#### REQUIREMENT 1
Name every country mentioned in the passage on North Korea.
#### REQUIREMENT 2
According to the passage on North Korea, how many ballistic missile tests did North Korea conduct in January?
#### REQUIREMENT 3
Transcribe part of the passage on North Korea. Begin at the words "In this context, it" and stop after "a sustainable de-escalation.".

#### EXCERPTED TEXT
Segment Open
With the United States and NATO tangling with Russia over Ukraine, and China hosting the Winter Olympics in Beijing, North Korea may not be an immediate priority for any of the great powers. But, as the past few weeks have demonstrated, the North Korean nuisance will not take care of itself.
This January, North Korea conducted seven ballistic missile tests, the most recorded in a single month. We have seen these patterns before. According to the Center for Strategic and International Studies’ “Beyond Parallel” database, in a one-month period beginning in late July 2019, North Korea also conducted seven short-range missile tests. In September 2021, North Korea conducted five missile tests.
In this context, it might be tempting to dismiss the recent volley of missile testing as part of a routine cycle of provocations. But that logic only normalizes North Korea’s behavior. Instead, the United States should craft a measured response that brings North Korea to the table and charts a path to a sustainable de-escalation.
Segment Closed
#### GIVEN ENTRIES
Segment Open
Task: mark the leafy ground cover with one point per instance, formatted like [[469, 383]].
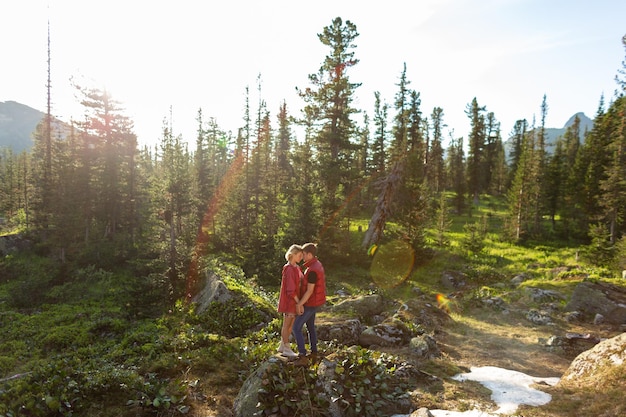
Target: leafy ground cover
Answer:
[[101, 343]]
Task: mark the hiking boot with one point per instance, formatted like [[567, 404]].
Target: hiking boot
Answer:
[[288, 352], [301, 361]]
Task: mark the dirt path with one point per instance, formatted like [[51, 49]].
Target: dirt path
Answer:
[[492, 338]]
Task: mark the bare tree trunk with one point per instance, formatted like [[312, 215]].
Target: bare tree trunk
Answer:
[[383, 205]]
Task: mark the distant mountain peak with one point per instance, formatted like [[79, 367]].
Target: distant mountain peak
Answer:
[[584, 121]]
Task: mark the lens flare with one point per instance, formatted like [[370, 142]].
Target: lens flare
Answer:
[[392, 263], [444, 303]]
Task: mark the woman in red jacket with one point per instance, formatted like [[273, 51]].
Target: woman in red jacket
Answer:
[[289, 296]]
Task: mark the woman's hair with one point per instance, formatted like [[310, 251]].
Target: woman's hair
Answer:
[[310, 248], [293, 250]]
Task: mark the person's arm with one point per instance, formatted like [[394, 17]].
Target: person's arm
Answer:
[[310, 287]]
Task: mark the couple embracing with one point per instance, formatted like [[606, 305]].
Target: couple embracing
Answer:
[[301, 295]]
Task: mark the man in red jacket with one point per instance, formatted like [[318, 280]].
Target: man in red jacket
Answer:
[[314, 286]]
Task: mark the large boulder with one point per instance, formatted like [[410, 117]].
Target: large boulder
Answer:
[[213, 289], [364, 307], [389, 333], [593, 298], [344, 332], [606, 354], [245, 403]]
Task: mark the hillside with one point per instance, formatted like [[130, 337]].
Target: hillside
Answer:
[[552, 134], [17, 123]]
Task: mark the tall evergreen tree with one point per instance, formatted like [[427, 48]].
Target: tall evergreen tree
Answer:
[[476, 168], [435, 163], [330, 100]]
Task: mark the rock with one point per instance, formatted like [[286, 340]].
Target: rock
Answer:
[[345, 332], [539, 295], [591, 298], [572, 343], [606, 354], [214, 289], [245, 403], [422, 412], [364, 307], [518, 279], [423, 315], [390, 333], [539, 317], [425, 347], [453, 279]]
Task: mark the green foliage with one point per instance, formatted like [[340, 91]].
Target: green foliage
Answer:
[[601, 251], [364, 384], [474, 237], [28, 279]]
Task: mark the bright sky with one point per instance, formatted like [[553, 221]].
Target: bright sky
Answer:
[[185, 55]]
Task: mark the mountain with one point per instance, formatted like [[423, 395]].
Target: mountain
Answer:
[[552, 134], [17, 123]]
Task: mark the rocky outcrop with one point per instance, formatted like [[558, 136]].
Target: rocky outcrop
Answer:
[[213, 289], [606, 354], [363, 307], [600, 302]]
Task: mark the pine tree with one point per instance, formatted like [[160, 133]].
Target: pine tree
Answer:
[[475, 156], [330, 100], [612, 197], [435, 163]]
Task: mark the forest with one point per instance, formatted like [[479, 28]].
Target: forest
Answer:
[[87, 197]]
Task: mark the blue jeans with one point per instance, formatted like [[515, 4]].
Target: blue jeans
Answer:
[[308, 318]]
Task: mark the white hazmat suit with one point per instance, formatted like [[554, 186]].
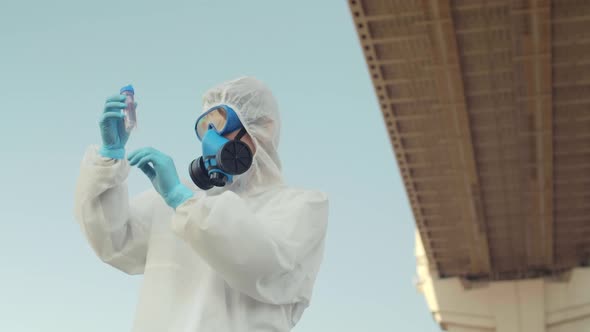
Segment Closed
#### ANSWER SECTION 1
United States, Russia, Ukraine, China, North Korea

#### ANSWER SECTION 2
Seven.

#### ANSWER SECTION 3
In this context, it might be tempting to dismiss the recent volley of missile testing as part of a routine cycle of provocations. But that logic only normalizes North Korea’s behavior. Instead, the United States should craft a measured response that brings North Korea to the table and charts a path to a sustainable de-escalation.